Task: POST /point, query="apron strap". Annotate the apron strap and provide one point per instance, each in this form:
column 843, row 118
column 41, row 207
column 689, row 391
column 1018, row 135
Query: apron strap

§ §

WHAT TO WORK ON - Reproduce every line of the records above verbatim, keeping the original order, spacing, and punctuation.

SOLUTION FOR THIS PROBLEM -
Task: POST /point, query="apron strap". Annotate the apron strap and provide one point per instance, each in this form:
column 843, row 118
column 41, row 207
column 689, row 391
column 1018, row 135
Query: apron strap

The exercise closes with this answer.